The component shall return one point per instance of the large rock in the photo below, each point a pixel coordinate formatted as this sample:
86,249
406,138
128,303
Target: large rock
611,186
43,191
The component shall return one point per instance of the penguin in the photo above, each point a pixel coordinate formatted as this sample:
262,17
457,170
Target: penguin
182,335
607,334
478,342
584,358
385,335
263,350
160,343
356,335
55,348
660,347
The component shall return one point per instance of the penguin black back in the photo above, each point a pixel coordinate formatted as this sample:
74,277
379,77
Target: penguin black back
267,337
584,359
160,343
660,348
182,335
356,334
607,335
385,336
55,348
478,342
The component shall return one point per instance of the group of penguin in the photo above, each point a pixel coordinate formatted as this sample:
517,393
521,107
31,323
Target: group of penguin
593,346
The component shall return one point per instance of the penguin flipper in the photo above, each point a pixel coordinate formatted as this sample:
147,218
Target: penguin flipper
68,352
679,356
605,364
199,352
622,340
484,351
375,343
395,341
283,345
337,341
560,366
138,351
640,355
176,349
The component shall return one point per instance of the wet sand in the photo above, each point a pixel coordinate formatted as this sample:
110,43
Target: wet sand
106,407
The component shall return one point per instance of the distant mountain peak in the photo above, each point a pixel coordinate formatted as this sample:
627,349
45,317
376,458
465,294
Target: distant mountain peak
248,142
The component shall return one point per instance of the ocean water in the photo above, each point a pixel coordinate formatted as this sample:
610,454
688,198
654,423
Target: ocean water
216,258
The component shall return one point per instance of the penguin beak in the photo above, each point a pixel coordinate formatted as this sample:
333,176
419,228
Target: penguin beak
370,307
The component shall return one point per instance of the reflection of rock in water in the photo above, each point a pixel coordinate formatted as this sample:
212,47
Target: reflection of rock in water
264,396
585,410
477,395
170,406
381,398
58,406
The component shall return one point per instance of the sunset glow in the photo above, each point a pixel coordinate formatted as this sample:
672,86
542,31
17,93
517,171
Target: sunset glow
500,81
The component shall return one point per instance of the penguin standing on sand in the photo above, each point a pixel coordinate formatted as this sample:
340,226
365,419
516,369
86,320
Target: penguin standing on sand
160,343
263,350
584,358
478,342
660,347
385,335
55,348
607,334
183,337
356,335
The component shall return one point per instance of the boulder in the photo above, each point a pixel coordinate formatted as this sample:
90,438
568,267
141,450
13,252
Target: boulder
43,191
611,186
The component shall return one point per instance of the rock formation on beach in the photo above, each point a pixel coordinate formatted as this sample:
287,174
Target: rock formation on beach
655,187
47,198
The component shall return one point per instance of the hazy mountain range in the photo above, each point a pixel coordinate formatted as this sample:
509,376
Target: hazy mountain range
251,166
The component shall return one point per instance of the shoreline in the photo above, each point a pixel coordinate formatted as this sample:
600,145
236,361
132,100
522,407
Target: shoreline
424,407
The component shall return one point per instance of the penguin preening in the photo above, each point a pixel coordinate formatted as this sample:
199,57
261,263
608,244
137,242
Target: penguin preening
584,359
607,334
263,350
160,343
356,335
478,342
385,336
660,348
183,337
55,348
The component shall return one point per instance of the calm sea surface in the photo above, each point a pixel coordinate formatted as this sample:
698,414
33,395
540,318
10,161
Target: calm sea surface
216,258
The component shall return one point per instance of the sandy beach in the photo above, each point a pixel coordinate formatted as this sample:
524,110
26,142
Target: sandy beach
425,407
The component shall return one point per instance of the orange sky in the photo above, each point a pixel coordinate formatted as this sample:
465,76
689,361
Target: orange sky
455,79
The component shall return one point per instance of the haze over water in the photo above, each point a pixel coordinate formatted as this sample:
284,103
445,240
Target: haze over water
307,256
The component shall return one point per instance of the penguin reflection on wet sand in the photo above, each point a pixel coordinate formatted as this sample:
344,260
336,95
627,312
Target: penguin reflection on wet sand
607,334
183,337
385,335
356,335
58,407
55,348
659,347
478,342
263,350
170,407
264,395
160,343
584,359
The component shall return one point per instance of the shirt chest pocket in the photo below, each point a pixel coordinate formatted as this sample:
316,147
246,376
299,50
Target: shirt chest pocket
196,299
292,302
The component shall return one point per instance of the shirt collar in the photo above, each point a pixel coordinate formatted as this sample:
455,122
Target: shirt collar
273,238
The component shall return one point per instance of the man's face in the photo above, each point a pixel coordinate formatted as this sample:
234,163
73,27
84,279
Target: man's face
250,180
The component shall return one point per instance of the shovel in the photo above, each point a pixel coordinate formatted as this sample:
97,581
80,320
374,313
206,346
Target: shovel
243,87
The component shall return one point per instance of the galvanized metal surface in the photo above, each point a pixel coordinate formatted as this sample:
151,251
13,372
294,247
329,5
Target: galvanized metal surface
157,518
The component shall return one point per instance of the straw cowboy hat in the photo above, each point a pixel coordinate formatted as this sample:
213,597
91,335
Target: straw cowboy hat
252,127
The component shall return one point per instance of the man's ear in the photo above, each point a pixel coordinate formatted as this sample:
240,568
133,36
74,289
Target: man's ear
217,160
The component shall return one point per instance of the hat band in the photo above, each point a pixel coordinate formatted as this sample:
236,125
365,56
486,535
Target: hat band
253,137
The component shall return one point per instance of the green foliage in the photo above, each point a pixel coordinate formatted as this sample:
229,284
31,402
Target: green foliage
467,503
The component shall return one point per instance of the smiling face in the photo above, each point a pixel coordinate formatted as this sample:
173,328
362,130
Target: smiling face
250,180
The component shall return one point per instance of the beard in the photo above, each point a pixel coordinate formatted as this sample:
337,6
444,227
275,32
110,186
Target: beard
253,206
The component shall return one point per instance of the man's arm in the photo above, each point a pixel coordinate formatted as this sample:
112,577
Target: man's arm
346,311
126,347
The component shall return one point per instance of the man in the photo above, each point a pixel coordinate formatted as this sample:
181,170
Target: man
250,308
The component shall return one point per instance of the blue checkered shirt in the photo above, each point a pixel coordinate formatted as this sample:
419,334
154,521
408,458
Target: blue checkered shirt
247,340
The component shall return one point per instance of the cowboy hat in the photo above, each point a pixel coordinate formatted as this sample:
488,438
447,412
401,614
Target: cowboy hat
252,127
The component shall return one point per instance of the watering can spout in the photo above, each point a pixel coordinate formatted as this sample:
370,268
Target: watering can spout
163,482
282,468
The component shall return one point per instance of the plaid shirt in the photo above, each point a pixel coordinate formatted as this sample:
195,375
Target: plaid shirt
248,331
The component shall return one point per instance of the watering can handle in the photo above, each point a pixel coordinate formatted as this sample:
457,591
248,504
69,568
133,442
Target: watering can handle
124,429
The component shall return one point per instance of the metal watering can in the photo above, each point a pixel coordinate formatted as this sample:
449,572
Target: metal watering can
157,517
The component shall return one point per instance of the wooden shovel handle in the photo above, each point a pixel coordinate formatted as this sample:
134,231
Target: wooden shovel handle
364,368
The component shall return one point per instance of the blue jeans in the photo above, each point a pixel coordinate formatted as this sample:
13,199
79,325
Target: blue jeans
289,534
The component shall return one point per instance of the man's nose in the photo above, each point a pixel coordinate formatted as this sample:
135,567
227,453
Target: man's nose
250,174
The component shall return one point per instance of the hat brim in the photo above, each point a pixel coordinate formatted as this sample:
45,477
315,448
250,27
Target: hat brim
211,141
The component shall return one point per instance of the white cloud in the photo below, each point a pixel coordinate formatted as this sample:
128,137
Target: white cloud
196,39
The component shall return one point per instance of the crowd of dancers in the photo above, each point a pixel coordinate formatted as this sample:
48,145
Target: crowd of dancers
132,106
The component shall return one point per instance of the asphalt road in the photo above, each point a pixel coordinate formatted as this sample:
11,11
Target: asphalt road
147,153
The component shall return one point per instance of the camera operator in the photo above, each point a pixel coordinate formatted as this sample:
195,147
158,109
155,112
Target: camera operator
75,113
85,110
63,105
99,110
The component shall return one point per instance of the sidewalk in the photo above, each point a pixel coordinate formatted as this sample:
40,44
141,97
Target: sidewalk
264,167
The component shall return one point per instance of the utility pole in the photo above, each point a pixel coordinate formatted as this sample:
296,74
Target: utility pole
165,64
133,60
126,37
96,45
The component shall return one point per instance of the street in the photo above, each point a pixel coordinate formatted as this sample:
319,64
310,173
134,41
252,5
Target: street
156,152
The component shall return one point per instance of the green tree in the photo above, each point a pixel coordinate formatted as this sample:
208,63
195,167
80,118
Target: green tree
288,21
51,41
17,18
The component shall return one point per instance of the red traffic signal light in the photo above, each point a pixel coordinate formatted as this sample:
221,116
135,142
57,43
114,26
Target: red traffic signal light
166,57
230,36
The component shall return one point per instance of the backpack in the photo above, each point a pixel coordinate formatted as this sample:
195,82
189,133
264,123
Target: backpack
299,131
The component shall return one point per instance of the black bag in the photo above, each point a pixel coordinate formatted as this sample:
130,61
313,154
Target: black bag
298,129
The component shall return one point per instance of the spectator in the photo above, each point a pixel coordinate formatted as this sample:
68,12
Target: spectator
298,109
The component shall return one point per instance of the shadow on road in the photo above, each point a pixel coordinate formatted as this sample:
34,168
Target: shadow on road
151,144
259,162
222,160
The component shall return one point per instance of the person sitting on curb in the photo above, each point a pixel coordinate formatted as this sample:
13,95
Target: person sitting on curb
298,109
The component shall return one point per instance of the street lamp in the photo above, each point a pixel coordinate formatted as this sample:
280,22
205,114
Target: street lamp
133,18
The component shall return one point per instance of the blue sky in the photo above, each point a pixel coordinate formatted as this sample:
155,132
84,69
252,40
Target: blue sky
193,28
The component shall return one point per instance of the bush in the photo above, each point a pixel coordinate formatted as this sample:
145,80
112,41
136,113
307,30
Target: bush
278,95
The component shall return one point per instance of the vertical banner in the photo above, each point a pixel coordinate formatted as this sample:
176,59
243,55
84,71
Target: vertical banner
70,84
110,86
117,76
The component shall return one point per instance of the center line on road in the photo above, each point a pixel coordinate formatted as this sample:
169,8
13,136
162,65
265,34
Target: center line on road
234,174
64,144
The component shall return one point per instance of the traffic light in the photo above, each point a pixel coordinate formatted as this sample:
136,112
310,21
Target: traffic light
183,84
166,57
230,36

▶ [Work to be completed]: Locate "The component shall return one point per instance of the center" in the data above. Then repeat, exactly, its line and each line after it through the last, adding nothing.

▶ [Solution to this exercise]:
The component shall return one point per instance of the center line on road in the photo above, each point a pixel coordinate formatted as this sample:
169,8
13,136
162,65
265,34
Target: center line on road
234,174
64,144
The component shall return one point per instance of the traffic light in the photo above, each point a pixel coordinate formatted as this sample:
136,112
310,21
Target: traffic light
183,84
166,57
230,36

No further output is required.